---- Records supplied

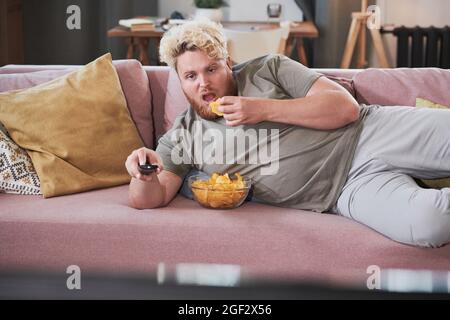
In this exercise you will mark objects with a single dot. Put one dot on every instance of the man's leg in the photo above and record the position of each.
(392, 204)
(396, 143)
(407, 140)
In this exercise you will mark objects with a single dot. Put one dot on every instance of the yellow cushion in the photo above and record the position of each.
(424, 103)
(432, 183)
(77, 129)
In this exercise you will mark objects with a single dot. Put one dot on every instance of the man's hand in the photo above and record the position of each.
(140, 156)
(241, 110)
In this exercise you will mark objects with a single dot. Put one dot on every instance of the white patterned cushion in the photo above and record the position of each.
(17, 174)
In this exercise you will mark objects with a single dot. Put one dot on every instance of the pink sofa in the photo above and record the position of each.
(99, 232)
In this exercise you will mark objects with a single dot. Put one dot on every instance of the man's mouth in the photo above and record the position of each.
(209, 97)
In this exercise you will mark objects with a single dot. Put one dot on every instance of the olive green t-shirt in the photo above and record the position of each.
(290, 166)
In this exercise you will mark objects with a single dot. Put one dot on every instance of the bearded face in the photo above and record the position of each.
(204, 79)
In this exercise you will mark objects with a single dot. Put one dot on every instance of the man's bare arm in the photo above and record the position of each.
(154, 190)
(327, 105)
(157, 192)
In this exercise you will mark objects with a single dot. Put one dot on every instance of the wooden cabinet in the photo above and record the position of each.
(11, 32)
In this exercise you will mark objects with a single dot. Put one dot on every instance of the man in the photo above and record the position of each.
(327, 153)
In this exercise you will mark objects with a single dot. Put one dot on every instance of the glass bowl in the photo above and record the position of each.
(218, 196)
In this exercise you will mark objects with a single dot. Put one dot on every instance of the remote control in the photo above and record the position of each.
(147, 168)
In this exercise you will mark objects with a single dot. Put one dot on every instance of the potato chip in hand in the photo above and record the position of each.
(214, 105)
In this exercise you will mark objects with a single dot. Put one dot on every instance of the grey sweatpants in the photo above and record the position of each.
(396, 144)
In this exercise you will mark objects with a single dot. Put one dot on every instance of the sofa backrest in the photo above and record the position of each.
(155, 97)
(134, 81)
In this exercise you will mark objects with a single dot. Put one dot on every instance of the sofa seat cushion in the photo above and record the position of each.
(98, 231)
(76, 129)
(401, 86)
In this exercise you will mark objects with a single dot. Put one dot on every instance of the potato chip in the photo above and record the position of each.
(214, 105)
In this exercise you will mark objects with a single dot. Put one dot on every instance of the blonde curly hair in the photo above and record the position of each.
(203, 34)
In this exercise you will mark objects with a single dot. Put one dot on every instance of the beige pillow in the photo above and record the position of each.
(17, 174)
(432, 183)
(77, 129)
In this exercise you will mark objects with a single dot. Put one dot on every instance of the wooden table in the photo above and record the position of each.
(298, 31)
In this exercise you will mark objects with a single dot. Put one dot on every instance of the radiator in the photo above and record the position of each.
(423, 47)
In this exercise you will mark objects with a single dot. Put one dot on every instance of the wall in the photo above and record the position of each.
(410, 13)
(238, 10)
(48, 41)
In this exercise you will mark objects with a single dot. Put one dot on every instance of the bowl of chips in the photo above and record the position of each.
(220, 191)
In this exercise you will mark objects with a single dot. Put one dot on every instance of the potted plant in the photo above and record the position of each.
(210, 9)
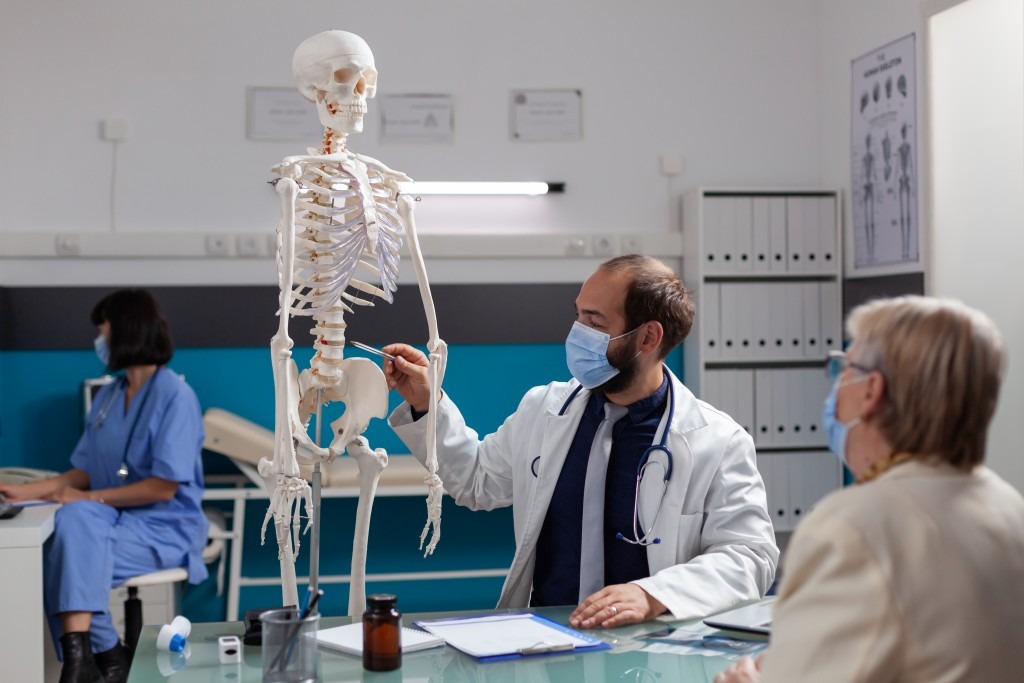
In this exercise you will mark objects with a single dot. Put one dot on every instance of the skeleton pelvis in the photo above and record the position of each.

--------

_What is asked_.
Transcribe all of the lines above word for word, omitting the pictures from your answer.

_Reply to the exercise_.
In this exercise you will mark objects with a single dot. Put one dot on every instance of the man's leg in the photo above and record the position of each.
(392, 204)
(396, 143)
(407, 140)
In this exercise you will mark objects with a single dot. Put one dot on every instance of the yellow cushion in the photo above and record the position of each.
(424, 103)
(432, 183)
(77, 129)
In this exercise you will mark objects with a single dot. Put one dot on every instance of the man's hand in the photo above and record the position of each.
(140, 156)
(241, 110)
In this exercise you will mark objects with a single dot. Put one dot on every instance of the white patterned cushion in the photo above and record the position of each.
(17, 174)
In this exercise you will mark objects with a single dot. Put one dot on every instance of the pink sofa in the photo above and record the position of each.
(99, 232)
In this exercise you will mark objects with a single dot. Put one dot on every instance of the man's mouth in the photo above and record the position of each.
(209, 97)
In this exercise you will mark objects with a single dot. Put one dot on every instance of the olive green t-shirt in the photo above and record the position of each.
(290, 166)
In this exercise you will mark objects with a single dot. Put one dot on every instance of the bearded face in the photo above and record the position of each.
(204, 79)
In this exercise you will mark objects with a single dot. Put one dot on every instance of the man's bare arm in the photo above and record the position of each.
(154, 190)
(327, 105)
(157, 192)
In this exercise you will mark objects with a single dot. Put one dot on every instance of the wooden cabinet in the photo above and record the position of each.
(11, 32)
In this exercise you will mark objects with a single dot. Put one dot on every instance of the man in the photo above and record the position of each.
(327, 153)
In this exercise you will mark objects with a single dot. Put one dot on every instance of the glass bowl in the photo above and record the position of each.
(218, 196)
In this exercise you will mark objects with a single dot. Put one dot on every instance of the remote control in the photo above and record the position of each.
(147, 168)
In this exercise you will mark objects with a single dot. Put one dot on every instance of the potato chip in hand in the photo above and record the position of each.
(214, 105)
In this exercise you will mark objects with a single dot. Put one dot on every instance of the grey sweatpants in the photo above and record the position of each.
(396, 144)
In this exercise you will mark objects with a single dot. Put one dot on every instance of the sofa backrest in the photo above and record the position of each.
(155, 97)
(134, 81)
In this exercise you will mark objects with a single dot. Put one dot on every instance of the sofa seat cushion in the photo above and record the position of each.
(98, 231)
(76, 129)
(401, 86)
In this exercise you will mark objects with a single dot. Put one dot on every instance of the potato chip in the photo above and record the position of each.
(214, 105)
In this exercise you will mark objects with a single dot. Put one dot on every instance of the blonde curly hair in the photo above and record the position of each.
(203, 34)
In this exercise you will mark objects with a single dot. Put one dot on every instance of the beige pillow in the photo above and record the position of each.
(17, 174)
(432, 183)
(77, 129)
In this exercise you will mark objects with a single dot. Put one dot on every instance of the wooden table in the photo above and record the position of each.
(298, 31)
In this exercise you will mark objects with a single dot. Put one dot on every instance of the radiator in the photo above and record the position of each.
(423, 47)
In this exercise you will mark objects with a single dot. Put one dot on every instance of the wall in the photo above and record the position of each.
(410, 13)
(238, 10)
(48, 41)
In this exercise you will mark objects with a single dot. Put one dot on every instance of the bowl of chips in the photo above and record the position of each.
(220, 191)
In this exercise you will mark objects with a single dot. Put one dot on every instance of the potted plant in the photo above and record the position of each.
(210, 9)
In this exercise you will mark objects with a single dot. Put one dot on every instance of the skeleton pelvis in the photo above and record the position of each.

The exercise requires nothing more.